PROBLEM TO WORK ON -> Pick out every line in the data below that contains the word "cabinet" and copy each one.

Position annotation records
————
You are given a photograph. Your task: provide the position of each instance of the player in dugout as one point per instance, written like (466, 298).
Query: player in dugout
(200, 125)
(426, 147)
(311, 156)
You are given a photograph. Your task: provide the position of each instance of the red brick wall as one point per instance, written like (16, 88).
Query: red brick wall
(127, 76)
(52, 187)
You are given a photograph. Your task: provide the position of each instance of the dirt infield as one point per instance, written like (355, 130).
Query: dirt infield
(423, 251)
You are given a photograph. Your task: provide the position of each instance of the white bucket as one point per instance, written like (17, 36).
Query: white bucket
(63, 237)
————
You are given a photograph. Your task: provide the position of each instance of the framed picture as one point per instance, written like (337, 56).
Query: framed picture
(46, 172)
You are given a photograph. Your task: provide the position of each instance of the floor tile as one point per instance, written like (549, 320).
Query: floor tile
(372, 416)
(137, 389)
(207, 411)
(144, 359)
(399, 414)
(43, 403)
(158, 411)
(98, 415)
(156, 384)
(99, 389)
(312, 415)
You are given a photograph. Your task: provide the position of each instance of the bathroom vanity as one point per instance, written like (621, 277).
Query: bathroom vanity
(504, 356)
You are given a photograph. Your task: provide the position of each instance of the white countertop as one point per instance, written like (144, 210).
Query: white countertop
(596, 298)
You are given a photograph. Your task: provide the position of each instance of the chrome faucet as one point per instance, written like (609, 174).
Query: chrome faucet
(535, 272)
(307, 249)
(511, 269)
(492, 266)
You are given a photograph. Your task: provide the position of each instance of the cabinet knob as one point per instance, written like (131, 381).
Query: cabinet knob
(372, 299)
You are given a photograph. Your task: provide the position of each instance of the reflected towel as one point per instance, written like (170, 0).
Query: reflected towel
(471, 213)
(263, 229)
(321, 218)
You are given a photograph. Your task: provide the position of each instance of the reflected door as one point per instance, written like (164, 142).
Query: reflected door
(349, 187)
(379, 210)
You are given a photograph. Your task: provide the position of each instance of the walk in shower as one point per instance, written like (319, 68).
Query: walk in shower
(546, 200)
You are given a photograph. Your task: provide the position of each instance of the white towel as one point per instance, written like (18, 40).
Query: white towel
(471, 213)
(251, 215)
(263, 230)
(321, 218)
————
SOLUTION ->
You are given a photograph. Your task: provide the position of each instance of the cabinet knob as one point per instance, written like (131, 381).
Query: cabinet knob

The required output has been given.